··· Material to process
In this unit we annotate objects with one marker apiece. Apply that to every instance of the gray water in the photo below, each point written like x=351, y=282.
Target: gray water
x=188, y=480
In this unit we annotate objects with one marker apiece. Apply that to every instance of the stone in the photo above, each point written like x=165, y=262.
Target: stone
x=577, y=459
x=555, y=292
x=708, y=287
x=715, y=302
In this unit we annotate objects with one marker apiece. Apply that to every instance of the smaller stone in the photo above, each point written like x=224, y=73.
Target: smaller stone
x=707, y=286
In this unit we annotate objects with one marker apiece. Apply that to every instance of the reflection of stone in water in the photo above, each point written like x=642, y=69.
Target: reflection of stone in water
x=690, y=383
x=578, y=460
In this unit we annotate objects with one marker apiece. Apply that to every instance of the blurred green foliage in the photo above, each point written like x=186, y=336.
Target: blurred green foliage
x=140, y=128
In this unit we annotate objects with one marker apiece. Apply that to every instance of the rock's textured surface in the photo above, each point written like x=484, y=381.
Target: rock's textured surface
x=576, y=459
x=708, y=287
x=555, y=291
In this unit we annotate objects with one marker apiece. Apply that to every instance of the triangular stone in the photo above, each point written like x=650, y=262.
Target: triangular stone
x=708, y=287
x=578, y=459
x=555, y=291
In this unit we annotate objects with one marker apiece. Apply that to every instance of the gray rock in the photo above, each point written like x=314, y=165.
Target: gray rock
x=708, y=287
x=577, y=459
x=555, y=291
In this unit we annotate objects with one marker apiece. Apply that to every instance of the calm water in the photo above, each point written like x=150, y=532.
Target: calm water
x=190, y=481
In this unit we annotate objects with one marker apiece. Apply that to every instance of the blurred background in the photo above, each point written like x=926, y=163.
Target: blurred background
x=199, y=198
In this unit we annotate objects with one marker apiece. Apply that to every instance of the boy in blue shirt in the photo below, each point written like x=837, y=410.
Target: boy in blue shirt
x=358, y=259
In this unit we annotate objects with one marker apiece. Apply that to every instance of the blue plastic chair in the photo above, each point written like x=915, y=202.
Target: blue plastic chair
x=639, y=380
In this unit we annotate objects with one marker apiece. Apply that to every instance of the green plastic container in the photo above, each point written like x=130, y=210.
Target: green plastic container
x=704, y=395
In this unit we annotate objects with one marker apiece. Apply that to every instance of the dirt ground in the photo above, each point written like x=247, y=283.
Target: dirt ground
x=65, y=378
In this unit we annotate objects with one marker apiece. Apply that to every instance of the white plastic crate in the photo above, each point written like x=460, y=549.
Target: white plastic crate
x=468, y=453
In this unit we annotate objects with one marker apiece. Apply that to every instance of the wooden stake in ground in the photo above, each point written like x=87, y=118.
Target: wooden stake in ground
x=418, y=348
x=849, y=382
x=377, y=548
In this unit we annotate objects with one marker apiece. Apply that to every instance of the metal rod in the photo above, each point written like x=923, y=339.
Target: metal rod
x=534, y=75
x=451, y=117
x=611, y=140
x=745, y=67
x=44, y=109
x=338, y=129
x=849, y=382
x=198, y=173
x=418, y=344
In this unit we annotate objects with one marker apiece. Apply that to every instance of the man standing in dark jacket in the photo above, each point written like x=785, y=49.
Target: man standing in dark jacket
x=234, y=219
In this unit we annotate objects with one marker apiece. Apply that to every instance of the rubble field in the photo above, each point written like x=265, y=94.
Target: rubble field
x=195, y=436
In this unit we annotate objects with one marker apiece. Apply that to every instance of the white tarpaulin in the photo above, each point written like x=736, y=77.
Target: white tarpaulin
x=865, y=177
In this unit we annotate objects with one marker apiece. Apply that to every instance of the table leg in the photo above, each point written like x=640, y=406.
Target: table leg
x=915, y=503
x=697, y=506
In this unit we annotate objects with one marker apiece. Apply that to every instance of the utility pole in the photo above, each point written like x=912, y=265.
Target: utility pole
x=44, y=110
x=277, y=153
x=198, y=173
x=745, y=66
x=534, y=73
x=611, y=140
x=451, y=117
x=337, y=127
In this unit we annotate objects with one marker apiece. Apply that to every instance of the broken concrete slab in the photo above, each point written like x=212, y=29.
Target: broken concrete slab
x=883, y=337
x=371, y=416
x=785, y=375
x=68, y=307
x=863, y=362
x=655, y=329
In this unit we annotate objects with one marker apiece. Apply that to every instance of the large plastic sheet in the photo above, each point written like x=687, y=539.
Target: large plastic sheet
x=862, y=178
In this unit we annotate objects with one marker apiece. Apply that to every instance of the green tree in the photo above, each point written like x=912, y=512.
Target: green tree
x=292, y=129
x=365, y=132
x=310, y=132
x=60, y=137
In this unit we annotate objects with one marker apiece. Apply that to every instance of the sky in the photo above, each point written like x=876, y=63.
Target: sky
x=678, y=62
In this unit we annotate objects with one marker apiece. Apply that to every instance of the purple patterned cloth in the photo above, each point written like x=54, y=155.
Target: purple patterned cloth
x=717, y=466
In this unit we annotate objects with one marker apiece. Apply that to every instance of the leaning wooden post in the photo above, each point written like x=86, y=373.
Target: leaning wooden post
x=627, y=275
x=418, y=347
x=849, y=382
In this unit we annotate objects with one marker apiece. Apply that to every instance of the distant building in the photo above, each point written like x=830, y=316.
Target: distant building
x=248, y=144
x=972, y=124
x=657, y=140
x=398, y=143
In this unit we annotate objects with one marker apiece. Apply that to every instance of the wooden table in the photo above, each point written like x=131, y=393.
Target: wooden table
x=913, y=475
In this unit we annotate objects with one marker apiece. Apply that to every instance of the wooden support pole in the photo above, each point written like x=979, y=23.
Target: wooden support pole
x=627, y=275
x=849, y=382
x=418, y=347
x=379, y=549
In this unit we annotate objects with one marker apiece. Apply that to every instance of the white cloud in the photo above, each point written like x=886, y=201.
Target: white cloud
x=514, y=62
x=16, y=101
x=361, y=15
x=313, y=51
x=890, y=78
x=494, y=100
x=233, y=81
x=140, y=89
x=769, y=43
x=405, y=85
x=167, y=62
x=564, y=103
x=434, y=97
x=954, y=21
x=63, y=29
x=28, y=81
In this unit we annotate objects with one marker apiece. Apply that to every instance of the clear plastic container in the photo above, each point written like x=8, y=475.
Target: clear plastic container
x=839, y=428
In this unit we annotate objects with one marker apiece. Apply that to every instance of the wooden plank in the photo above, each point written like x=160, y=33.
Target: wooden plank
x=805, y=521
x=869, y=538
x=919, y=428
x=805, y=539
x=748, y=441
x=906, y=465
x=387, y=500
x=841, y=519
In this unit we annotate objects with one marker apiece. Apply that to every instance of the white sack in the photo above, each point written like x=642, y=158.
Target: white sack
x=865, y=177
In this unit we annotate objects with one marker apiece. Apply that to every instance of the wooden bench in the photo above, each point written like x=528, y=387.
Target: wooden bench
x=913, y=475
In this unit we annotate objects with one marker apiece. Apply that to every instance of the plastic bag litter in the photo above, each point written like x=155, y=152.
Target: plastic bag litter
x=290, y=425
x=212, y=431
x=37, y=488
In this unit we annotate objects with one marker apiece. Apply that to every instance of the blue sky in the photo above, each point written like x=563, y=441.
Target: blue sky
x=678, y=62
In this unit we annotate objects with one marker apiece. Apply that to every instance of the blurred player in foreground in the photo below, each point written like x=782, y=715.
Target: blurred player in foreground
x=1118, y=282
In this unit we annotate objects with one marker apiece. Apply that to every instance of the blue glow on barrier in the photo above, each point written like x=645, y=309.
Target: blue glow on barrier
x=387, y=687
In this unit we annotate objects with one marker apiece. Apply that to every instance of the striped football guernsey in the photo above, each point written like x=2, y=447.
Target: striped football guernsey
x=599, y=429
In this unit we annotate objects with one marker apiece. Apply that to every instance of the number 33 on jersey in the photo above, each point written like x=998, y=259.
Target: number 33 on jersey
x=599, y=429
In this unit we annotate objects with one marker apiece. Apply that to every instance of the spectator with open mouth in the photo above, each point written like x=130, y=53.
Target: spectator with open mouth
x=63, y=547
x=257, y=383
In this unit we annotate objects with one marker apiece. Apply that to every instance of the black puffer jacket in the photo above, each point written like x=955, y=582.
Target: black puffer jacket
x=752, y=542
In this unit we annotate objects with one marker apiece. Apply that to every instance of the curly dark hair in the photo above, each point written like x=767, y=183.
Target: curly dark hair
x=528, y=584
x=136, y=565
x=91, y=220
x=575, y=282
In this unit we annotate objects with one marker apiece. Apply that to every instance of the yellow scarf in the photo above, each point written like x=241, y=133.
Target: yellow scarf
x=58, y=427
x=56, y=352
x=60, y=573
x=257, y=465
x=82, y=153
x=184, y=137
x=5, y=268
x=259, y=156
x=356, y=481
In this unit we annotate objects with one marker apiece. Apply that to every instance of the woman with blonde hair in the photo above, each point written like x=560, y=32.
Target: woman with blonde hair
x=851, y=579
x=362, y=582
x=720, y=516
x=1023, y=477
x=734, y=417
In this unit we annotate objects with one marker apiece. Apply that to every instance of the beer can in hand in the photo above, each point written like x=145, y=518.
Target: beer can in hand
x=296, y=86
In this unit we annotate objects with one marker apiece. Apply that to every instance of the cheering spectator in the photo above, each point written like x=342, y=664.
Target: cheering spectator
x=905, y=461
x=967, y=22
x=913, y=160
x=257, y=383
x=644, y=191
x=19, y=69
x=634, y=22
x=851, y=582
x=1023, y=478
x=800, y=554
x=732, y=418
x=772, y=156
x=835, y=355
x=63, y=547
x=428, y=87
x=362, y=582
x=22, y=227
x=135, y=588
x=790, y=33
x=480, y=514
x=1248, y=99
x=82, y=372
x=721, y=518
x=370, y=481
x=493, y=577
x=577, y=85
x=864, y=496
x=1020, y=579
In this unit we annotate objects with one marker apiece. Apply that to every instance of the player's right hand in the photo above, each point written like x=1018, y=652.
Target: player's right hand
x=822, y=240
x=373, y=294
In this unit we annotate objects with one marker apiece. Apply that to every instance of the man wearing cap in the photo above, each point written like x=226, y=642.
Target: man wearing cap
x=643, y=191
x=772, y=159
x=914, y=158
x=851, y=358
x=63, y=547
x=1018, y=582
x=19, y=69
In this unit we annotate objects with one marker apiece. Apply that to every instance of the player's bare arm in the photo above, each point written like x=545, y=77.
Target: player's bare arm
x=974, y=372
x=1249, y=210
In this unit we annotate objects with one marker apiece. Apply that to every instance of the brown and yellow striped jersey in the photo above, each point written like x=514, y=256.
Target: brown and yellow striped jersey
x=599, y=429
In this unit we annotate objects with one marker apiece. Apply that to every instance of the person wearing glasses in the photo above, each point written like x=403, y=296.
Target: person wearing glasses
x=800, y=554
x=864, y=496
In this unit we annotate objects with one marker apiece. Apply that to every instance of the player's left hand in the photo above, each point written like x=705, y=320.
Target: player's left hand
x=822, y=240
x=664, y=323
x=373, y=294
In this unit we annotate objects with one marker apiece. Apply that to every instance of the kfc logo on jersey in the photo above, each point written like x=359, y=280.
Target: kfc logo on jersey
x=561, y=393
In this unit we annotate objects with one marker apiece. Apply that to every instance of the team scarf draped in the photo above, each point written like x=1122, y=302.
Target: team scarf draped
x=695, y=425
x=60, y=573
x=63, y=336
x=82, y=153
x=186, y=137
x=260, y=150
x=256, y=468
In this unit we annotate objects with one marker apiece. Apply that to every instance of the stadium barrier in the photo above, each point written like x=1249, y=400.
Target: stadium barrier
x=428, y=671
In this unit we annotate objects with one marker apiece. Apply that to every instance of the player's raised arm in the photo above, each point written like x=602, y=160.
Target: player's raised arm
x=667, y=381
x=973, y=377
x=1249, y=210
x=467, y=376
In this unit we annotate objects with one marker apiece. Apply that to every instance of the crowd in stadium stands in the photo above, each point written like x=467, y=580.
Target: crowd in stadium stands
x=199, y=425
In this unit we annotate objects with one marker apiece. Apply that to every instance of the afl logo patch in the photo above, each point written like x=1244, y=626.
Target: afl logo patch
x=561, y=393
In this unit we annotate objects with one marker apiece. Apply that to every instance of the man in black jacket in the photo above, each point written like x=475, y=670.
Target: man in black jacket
······
* What to do
Lay out as a numbered list the lines of the listing starting at the line containing "like x=145, y=518." and ending at the line containing "x=296, y=86", leaving out any blank lines.

* Written answer
1. In this unit we annotate objects with one marker apiece. Apply that to every instance of the beer can in hand in the photo above, each point written like x=145, y=518.
2. Target: beer can in hand
3. x=296, y=86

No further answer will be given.